▶ WORK TO BE COMPLETED
Go on with the personal essay on bullying prevention, starting right after its final sentence, "We are lovable, foibles and all."

▶ EXCERPT PROVIDED
----------------------------------------

Tag Archives: children

sad boy in gray sweater sitting on the floor

Educator shares bullying prevention tips

By Samantha Childs

Whether it is nasty comments shared across the cafeteria table, or targeted humiliation campaigns on social media, bullying is everywhere. Author and educator, Samantha Childs, shares her personal experience of being both a child who was tormented for her physical features and one who poked fun at another.

Samantha’s Story

“Egghead! Egghead!” The whispered words hit the back of my head, neck, and ears like the snap of rubber bands on bare skin. 

I was 13 years old, at a new middle school, and the only girl in the all-boys study hall. 

I stared down at my textbook and notebook in front of me, watching as the words before me became an illegible word soup. My heart pounded in my ears and I silently plead with the universe, “No.”

The Teasing Continued

“Egghead! Egghead! Egghead! Egghead! Egghead.” The chanting spread, like a wildfire. Like joy. Every boy chanted that biting word. It jumped from desk to desk, from mouth to mouth. The whole class was there – even the shy blond boy who was my crush. And they were all chanting at me.

The bravest thing I could muster was to lift my eyes from my desk, to the face of the teacher in front of the room. But he would not look back. 

I must deserve it, I told myself. The only way the world made sense was if I deserved to be treated this way. My forehead was big, and that made me unlovable. Something had to be deeply wrong with me for everyone to dislike me. The boys chanting, my old friends abandoning me, the girls and boys ignoring me. It had to be me. I felt ashamed for existing. 

Middle school can be rough

(Image Alt Text: child sits crossed-legged with hands over eyes surrounded by children pointing and laughing at them)

The Pain Of Being Bullied Can Last A Lifetime

My heart aches for that younger me. And I still hear her voice in my ear, worrying that others won’t like her or telling me that she doesn’t think she is good enough. (I hear it even now writing this article.) Sometimes we take the bullies with us, internally, because we think it’s keeping us safe, and in check. We don’t want to be caught off guard again. The fall – and even more, the shock of the fall – hurt too much the first time. 

Bullying leaves such a lasting effect, I think because it unearths a core fear within us that we aren’t lovable. This fear can spring up into our lives in so many countless annoying ways, wanting to be seen and healed. In my own life, I’ve found that with almost every problem I have, when I dig deep enough, that is the little gem I find: the fear that I am unlovable. And I say gem because, behind that fear, when we rub it off like dirt, is the beautiful truth that the fear isn’t real – it’s just a fear – and that we are all lovable, exactly as we are. Even thirteen-year-old me and her big forehead and tear brimmed eyes.

Bullying Affects Everyone

After I wrote a children’s book about bullying, so many people told me their own personal stories. While experiencing bullying feels so isolating when it happens to you, the truth is that bullying touches all lives, jabbing its boney finger right into our ribcages. Ouch. Some had been bullied. Some had bullied. Some had witnessed it.  Most, if we are honest with ourselves, I think have experienced bullying from each of those viewpoints. This is not always comfortable to admit. But it is ok. We are lovable, foibles and all.

----------------------------------------

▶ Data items
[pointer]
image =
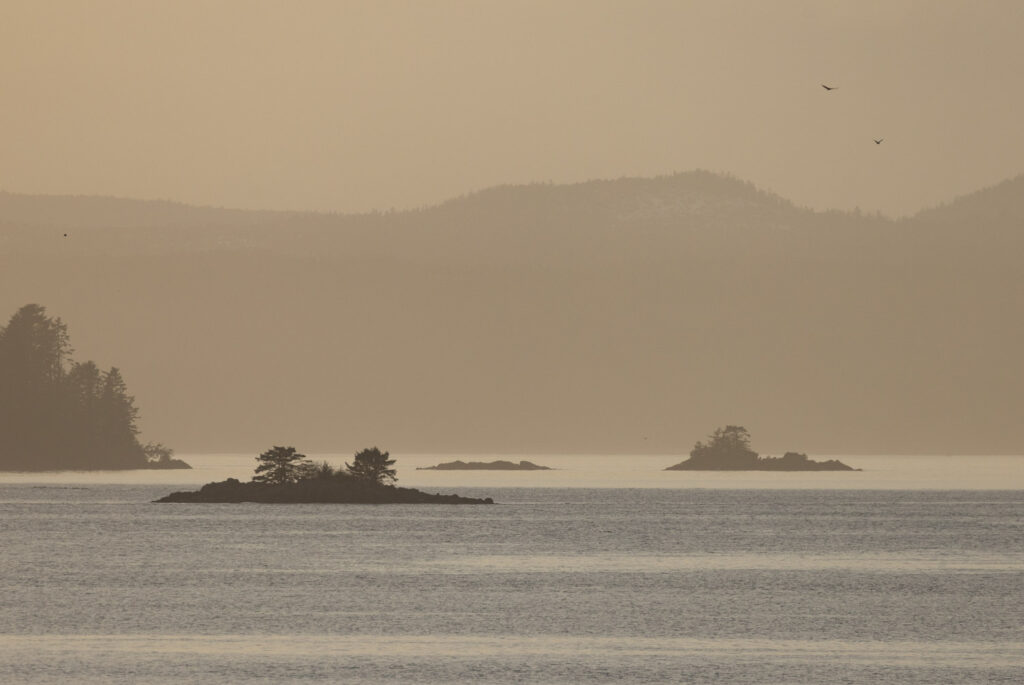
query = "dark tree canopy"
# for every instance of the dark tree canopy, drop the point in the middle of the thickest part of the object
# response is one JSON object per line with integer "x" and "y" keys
{"x": 59, "y": 414}
{"x": 372, "y": 464}
{"x": 280, "y": 466}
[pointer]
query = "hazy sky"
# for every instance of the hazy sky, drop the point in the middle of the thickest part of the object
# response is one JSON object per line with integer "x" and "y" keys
{"x": 355, "y": 105}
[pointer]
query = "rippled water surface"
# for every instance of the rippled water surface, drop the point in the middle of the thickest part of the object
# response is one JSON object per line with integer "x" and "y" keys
{"x": 715, "y": 585}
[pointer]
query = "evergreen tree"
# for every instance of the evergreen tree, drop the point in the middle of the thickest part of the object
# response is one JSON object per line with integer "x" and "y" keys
{"x": 280, "y": 466}
{"x": 55, "y": 413}
{"x": 372, "y": 464}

----------------------------------------

▶ ANSWER TO THIS PROBLEM
I once told a classmate that she had very long toes. (Interestingly, I also have very long toes.) The whole class started laughing with such fervor. I felt stunned – and also, like a bully. The laughing was too strong. I have thought about this and felt badly about it for decades. I wish I could take back my comment, not because I intended it to be mean – it was more careless – but because I didn’t like it being attached to the laughter that followed it. And I didn’t like that small feeling of power and acceptance that I felt while they laughed. I wanted it – to be loved and accepted, especially at that time in my life when I was ignored and bullied everyday- but I didn’t want it that way. Girl with the beautiful toes, I am so sorry. 

How To Prevent Bullying

Now, I am frequently asked for advice on bullying, especially for parents raising children in a world where bullying now occurs both on the playground and in the digital realms as well. Here are a few things that come to mind:

Set An Example

Think about how you speak when you are behind closed doors with your family. When you are saying critical things about others (even celebrities) your children are listening. When you stand up for others, even just in conversations, your children are listening. 

Read Books About Bullying

Read children’s books about bullying and talk about them afterwards. How would you have felt if you were bullied? What could you have done to get help? What could you do if you saw someone bullying? Could you make the situation better or worse? Why do you think that people bully others? Make it fun and not feel like a lecture!

Let Your Child Know They Are Loved

In every way, let your child know that they don’t have to be perfect (or anywhere near it) to be loved. They are lovable exactly as they are, always. Tell them this with words. With books. With actions. And let them know that they can come to you, no matter what, and that you will help them. Shame is often a huge deterrent in kids not reaching out to their parents for help.  When it happened to me, I was too ashamed to reach out to my mom, and, super-parent that she is, she had to do detective work and volunteer at my school’s library to uncover what was happening to me.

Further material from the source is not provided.